### Extracted text
────────────────────────────────────────

Solar & Rocks Running Hot

Solar & Rocks Running Hot

Australia should take a leading role in developing solar energy technology as part of the fight against global warming, the International Energy Agency’s chief economist says, while Tim Boreham is willing to bet the renewable energy sector will remain in vogue, no matter whether the Senate again kyboshes the carbon abatement laws or if December’s climate change summit in Copenhagen generates no more than hot air.

Peter Veness and Cathy Alexander in Sydney Morning Herald (21 October 2009):

Australia should take a leading role in developing solar energy technology as part of the fight against global warming, the International Energy Agency’s chief economist says.
“We need a major (solar) program, a collective program,” the agency’s Fatih Birol told AAP. “Australia has a lot of experience. In solar, Australia can also play a role.”
Speaking from Paris, Dr Birol said “solar energy has a very bright future” along with nuclear power.

────────────────────────────────────────

Location annotation dataset excerpts:

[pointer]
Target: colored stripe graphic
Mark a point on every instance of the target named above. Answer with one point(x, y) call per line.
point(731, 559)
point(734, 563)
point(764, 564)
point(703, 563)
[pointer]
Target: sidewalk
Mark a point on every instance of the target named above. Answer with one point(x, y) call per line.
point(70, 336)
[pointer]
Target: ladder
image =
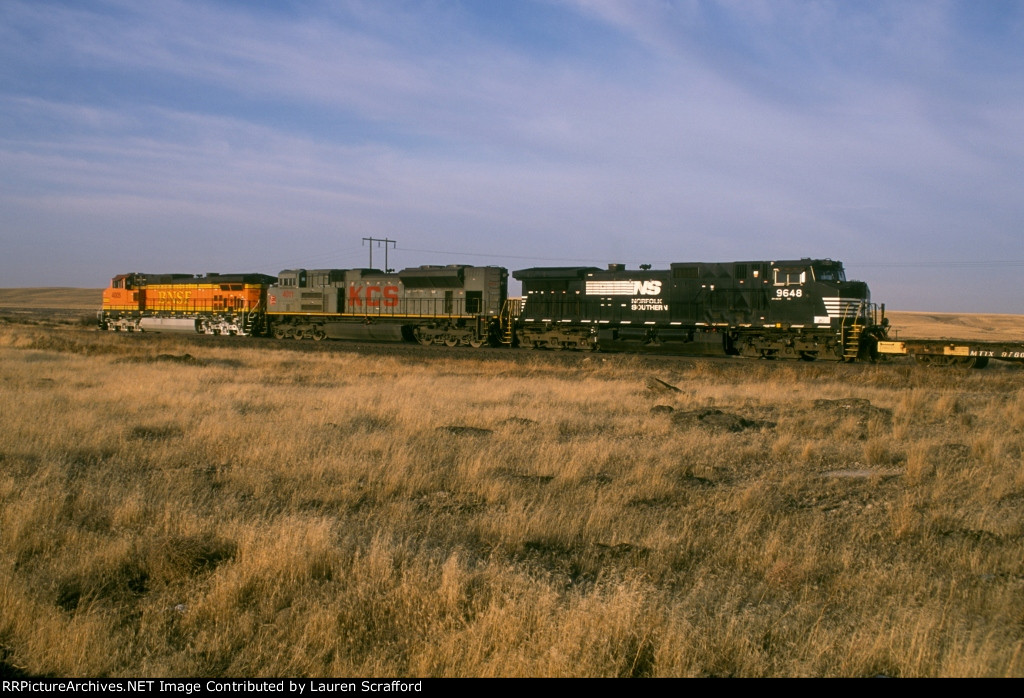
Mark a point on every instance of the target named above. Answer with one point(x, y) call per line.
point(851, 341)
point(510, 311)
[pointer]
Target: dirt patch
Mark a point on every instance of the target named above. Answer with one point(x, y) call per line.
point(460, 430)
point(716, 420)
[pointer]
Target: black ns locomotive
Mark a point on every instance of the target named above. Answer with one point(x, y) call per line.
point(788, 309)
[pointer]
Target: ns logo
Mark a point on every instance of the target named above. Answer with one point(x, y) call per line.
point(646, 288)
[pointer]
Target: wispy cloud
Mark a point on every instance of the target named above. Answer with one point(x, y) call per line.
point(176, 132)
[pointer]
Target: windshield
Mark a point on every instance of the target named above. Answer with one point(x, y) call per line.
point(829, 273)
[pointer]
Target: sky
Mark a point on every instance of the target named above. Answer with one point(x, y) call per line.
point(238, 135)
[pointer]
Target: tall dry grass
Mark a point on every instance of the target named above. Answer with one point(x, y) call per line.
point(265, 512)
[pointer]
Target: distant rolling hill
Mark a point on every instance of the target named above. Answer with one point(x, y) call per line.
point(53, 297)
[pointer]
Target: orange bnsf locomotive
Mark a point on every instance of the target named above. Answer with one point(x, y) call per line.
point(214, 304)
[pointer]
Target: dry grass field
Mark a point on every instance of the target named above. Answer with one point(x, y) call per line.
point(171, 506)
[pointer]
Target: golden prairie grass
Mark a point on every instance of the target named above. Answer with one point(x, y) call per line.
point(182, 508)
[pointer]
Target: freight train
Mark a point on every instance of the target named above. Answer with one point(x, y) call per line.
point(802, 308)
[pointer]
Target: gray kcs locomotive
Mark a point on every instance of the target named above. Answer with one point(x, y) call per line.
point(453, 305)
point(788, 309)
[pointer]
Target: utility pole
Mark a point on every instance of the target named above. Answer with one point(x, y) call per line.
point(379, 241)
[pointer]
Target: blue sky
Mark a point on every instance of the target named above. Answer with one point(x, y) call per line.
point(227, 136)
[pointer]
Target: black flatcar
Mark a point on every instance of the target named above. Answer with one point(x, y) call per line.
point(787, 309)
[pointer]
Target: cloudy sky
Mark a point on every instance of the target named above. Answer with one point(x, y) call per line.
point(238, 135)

────────────────────────────────────────

Reproduce the part of the solar energy article starting with "Peter Veness and" and going on through "chief economist says.".

Peter Veness and Cathy Alexander in Sydney Morning Herald (21 October 2009):

Australia should take a leading role in developing solar energy technology as part of the fight against global warming, the International Energy Agency’s chief economist says.